_What you need to do_
Set down all of the entries word for word, omitting the images they contain.

[Stored data entries]
[Start of section]
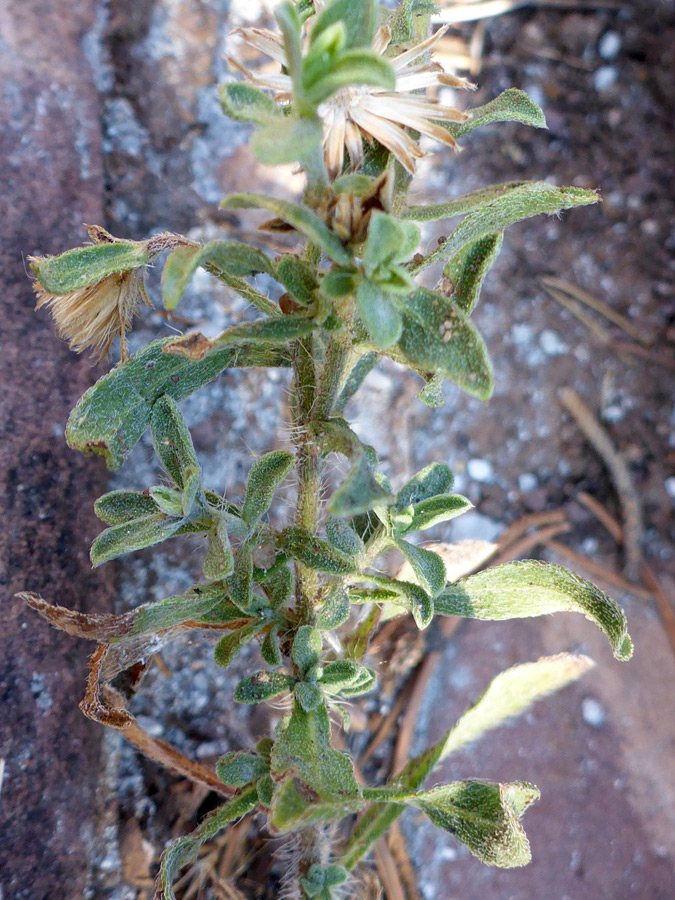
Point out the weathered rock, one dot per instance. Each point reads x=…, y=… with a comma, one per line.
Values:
x=52, y=182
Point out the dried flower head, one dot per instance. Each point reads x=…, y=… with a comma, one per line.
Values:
x=359, y=111
x=90, y=316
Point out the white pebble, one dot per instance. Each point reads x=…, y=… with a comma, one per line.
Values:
x=609, y=45
x=521, y=333
x=527, y=482
x=551, y=343
x=480, y=470
x=593, y=713
x=604, y=78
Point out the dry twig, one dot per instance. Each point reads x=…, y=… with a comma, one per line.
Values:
x=623, y=482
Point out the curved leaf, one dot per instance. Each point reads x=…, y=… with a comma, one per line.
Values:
x=113, y=414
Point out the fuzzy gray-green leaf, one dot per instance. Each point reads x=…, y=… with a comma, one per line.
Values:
x=172, y=440
x=428, y=566
x=184, y=850
x=133, y=535
x=265, y=476
x=532, y=588
x=229, y=257
x=439, y=338
x=118, y=507
x=335, y=610
x=510, y=106
x=315, y=553
x=228, y=647
x=239, y=769
x=246, y=103
x=530, y=199
x=77, y=268
x=263, y=686
x=113, y=414
x=458, y=206
x=484, y=817
x=465, y=273
x=300, y=217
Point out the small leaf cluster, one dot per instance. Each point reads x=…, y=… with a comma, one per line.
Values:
x=350, y=298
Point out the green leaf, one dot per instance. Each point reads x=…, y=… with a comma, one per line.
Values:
x=508, y=695
x=308, y=695
x=113, y=414
x=219, y=561
x=432, y=393
x=310, y=767
x=266, y=331
x=315, y=553
x=241, y=582
x=265, y=476
x=269, y=649
x=465, y=273
x=297, y=277
x=359, y=18
x=485, y=817
x=364, y=487
x=433, y=511
x=510, y=106
x=428, y=566
x=172, y=440
x=458, y=206
x=263, y=686
x=246, y=103
x=389, y=241
x=300, y=217
x=194, y=606
x=530, y=199
x=532, y=588
x=82, y=266
x=168, y=500
x=118, y=507
x=341, y=674
x=230, y=257
x=363, y=684
x=409, y=21
x=431, y=481
x=379, y=315
x=228, y=647
x=306, y=651
x=352, y=67
x=133, y=535
x=286, y=141
x=239, y=769
x=404, y=593
x=185, y=850
x=335, y=610
x=439, y=338
x=344, y=537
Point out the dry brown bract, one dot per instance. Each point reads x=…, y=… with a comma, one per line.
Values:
x=371, y=112
x=92, y=316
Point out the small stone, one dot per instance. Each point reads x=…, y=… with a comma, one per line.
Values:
x=480, y=470
x=527, y=482
x=613, y=414
x=593, y=712
x=609, y=45
x=551, y=343
x=604, y=78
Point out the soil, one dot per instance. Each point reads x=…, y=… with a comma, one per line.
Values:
[End of section]
_Solution to this exercise_
Point out the weathered rock, one dot per instance. Each point reads x=…, y=… with a comma, one per line.
Values:
x=52, y=182
Point out the dried flower head, one dot per instance. Each point reads x=…, y=… with a comma, one per line.
Values:
x=359, y=111
x=90, y=316
Point out the white pebble, one dot per instance. Each point reads x=…, y=… with a comma, one per line.
Values:
x=609, y=45
x=521, y=333
x=527, y=482
x=551, y=343
x=480, y=470
x=593, y=713
x=604, y=78
Point out the dry twig, one dot per instance. Each point reads x=…, y=… with a comma, one per line.
Values:
x=623, y=482
Point out the curved leaf, one dot per instance. Each point reads x=…, y=… with a comma, one per line.
Values:
x=113, y=414
Point out the fuzzy gray-green leaf, one dot per instance. Each point reads x=…, y=… with a comma, one per line.
Values:
x=172, y=440
x=428, y=566
x=184, y=850
x=133, y=535
x=265, y=476
x=532, y=588
x=229, y=257
x=439, y=338
x=118, y=507
x=335, y=610
x=510, y=106
x=315, y=553
x=228, y=647
x=239, y=769
x=246, y=103
x=530, y=199
x=77, y=268
x=263, y=686
x=113, y=414
x=458, y=206
x=484, y=817
x=465, y=273
x=300, y=217
Point out the small leaf cluster, one dot per instance. Each point reads x=…, y=… with a comma, one per line.
Values:
x=350, y=298
Point out the green leaf, one dot per instance. Each point reads x=…, y=… with a comma, one per line.
Values:
x=508, y=695
x=308, y=695
x=113, y=414
x=219, y=561
x=432, y=393
x=310, y=767
x=266, y=331
x=315, y=553
x=241, y=582
x=265, y=476
x=269, y=649
x=465, y=273
x=297, y=277
x=359, y=18
x=485, y=817
x=364, y=487
x=433, y=511
x=510, y=106
x=428, y=566
x=172, y=440
x=458, y=206
x=263, y=686
x=246, y=103
x=389, y=241
x=300, y=217
x=194, y=606
x=530, y=199
x=532, y=588
x=82, y=266
x=168, y=500
x=118, y=507
x=341, y=674
x=230, y=257
x=363, y=684
x=409, y=21
x=431, y=481
x=379, y=315
x=228, y=647
x=306, y=651
x=352, y=67
x=133, y=535
x=286, y=141
x=239, y=769
x=404, y=593
x=185, y=850
x=335, y=610
x=439, y=338
x=344, y=537
Point out the dry brown bract, one dot per instance. Each point reads x=…, y=… with a comma, one per line.
Values:
x=371, y=112
x=92, y=316
Point out the small stone, one dot per instance. Each point reads x=…, y=… with a comma, one per line.
Values:
x=480, y=470
x=527, y=482
x=613, y=414
x=593, y=712
x=609, y=45
x=551, y=343
x=604, y=78
Point out the soil, one dot per instance. Each point reads x=…, y=… with a comma, one per line.
Values:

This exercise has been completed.